■ What is being asked
List each line in the rows below that contains the string "sailboat". Case matters when matching.

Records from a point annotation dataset
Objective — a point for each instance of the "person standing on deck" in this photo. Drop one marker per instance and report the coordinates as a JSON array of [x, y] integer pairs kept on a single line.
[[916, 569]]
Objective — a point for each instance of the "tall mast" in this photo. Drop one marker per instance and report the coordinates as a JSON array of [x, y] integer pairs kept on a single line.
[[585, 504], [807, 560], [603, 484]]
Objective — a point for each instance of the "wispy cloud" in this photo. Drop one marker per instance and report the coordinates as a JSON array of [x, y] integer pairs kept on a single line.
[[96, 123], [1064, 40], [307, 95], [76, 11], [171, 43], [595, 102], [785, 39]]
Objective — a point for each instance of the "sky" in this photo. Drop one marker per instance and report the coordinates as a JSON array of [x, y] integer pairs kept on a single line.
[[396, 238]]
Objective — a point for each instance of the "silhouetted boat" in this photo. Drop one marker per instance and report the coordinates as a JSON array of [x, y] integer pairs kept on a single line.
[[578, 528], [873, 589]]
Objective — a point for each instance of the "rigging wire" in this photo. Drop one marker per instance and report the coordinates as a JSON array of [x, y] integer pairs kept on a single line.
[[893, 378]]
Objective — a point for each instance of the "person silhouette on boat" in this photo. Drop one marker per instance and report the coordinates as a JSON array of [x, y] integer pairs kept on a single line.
--
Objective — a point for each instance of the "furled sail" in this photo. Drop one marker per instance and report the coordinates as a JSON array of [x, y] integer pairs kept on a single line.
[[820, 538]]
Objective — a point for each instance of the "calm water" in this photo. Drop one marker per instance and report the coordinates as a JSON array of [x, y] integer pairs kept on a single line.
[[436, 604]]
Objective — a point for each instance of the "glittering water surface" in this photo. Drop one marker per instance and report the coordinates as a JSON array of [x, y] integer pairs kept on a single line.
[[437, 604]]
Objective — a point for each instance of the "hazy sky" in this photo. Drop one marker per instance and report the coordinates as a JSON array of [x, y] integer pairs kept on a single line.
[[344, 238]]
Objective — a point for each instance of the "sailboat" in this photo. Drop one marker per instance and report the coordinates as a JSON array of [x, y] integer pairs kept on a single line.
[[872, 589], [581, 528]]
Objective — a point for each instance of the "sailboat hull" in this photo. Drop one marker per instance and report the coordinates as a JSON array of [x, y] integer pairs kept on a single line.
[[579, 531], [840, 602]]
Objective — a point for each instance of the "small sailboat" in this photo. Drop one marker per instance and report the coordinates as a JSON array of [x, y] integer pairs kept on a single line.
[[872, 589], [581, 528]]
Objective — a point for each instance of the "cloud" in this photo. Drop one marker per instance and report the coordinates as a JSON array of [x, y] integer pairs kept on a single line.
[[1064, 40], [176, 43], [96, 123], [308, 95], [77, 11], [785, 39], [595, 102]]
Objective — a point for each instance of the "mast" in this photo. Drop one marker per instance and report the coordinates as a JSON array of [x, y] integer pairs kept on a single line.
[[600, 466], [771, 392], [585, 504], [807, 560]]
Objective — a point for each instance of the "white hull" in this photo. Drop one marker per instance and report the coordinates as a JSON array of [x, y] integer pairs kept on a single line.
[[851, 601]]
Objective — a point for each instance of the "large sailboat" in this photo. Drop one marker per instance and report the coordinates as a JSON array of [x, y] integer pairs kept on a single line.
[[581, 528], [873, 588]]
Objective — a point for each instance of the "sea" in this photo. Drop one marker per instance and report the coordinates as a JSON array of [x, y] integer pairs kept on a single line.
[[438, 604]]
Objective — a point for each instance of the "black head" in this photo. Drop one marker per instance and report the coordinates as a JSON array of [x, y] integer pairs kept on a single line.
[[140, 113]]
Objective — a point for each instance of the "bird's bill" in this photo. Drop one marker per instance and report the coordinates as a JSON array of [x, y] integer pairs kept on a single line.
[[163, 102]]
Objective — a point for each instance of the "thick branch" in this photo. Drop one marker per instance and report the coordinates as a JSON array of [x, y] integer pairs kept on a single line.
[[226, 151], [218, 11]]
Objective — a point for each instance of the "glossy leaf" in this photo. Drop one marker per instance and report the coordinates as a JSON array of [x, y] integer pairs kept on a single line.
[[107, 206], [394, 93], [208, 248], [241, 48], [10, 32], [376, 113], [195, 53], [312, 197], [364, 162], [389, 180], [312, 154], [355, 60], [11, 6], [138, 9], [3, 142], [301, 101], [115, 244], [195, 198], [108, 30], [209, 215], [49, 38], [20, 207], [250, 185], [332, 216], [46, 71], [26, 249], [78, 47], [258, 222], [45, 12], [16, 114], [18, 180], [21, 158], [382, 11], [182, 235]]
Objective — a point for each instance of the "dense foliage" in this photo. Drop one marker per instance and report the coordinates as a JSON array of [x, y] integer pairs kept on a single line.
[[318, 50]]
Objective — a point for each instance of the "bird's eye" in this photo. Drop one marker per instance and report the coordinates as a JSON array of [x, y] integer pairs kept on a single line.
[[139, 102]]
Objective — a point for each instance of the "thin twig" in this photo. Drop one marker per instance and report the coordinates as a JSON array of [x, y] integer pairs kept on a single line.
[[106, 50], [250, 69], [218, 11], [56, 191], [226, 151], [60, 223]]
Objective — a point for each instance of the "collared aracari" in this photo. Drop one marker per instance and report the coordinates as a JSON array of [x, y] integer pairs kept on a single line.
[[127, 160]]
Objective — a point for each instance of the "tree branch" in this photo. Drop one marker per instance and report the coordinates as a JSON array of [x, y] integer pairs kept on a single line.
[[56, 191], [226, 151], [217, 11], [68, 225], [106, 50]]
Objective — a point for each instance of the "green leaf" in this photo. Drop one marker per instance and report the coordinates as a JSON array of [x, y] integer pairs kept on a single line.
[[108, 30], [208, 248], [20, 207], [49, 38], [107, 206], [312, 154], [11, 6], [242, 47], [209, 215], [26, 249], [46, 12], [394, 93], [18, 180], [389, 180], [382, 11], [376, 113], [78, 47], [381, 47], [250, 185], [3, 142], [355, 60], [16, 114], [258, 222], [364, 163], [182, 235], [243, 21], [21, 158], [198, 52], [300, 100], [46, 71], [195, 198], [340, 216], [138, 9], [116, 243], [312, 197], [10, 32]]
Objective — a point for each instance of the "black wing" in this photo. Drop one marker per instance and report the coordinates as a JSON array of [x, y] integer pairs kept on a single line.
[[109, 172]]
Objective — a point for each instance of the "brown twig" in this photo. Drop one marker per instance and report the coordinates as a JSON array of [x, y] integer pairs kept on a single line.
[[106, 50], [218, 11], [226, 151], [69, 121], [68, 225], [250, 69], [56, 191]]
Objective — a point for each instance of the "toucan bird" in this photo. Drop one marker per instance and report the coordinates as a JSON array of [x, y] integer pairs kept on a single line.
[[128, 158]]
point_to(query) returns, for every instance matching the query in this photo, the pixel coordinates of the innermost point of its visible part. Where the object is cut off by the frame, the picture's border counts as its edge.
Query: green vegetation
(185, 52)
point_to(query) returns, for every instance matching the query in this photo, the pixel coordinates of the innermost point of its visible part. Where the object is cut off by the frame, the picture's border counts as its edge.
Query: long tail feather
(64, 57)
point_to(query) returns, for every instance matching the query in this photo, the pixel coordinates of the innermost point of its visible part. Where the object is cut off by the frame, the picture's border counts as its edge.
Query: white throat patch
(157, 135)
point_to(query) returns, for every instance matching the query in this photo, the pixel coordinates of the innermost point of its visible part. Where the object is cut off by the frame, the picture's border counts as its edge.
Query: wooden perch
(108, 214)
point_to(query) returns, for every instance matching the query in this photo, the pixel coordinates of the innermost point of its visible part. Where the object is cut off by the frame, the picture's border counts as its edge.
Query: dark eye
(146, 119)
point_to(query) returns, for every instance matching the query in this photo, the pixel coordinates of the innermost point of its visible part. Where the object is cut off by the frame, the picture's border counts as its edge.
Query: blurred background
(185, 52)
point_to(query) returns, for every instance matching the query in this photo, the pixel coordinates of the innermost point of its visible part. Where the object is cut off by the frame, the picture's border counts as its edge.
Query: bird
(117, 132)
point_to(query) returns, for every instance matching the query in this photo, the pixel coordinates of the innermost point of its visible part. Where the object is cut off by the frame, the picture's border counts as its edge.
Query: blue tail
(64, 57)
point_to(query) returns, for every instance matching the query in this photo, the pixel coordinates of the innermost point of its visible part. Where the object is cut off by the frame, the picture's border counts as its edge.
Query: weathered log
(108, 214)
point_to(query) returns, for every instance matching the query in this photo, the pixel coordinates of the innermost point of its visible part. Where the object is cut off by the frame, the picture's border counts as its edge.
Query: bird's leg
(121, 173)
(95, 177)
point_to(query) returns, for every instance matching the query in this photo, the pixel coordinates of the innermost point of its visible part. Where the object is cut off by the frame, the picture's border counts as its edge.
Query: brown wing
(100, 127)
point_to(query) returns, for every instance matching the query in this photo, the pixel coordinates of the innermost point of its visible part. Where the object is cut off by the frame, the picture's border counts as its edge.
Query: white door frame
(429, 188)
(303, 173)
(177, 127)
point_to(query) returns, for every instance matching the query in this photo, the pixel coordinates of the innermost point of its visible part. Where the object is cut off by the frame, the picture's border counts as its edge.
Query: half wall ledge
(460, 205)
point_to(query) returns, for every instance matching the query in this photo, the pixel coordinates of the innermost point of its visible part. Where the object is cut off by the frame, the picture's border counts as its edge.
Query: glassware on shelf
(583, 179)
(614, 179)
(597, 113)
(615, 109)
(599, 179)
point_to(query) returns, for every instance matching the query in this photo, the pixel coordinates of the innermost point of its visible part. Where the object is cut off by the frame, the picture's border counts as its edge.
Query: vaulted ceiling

■ Solution below
Objective — a point for each instance of the "sailboat" in this photo. Drop one marker per instance and report the coordinates as a JSON array of [x, y] integer pairs kept on a single line.
Objective — a point for each instance of the "sailboat hull" in this photo. Drop one marker per instance and report the coordinates as a JSON array of [x, y] integer pairs kept on a single line.
Objective — a point for each instance of the "small sailboat" in this photo. Drop one marker per instance and report the coordinates as a JSON array of [x, y] integer pairs kept on a single line.
Objective — a point for each instance of the "large sailboat" in this photo. Drop one marker per instance and report the coordinates as a JSON array of [x, y] integer pairs kept on a single line.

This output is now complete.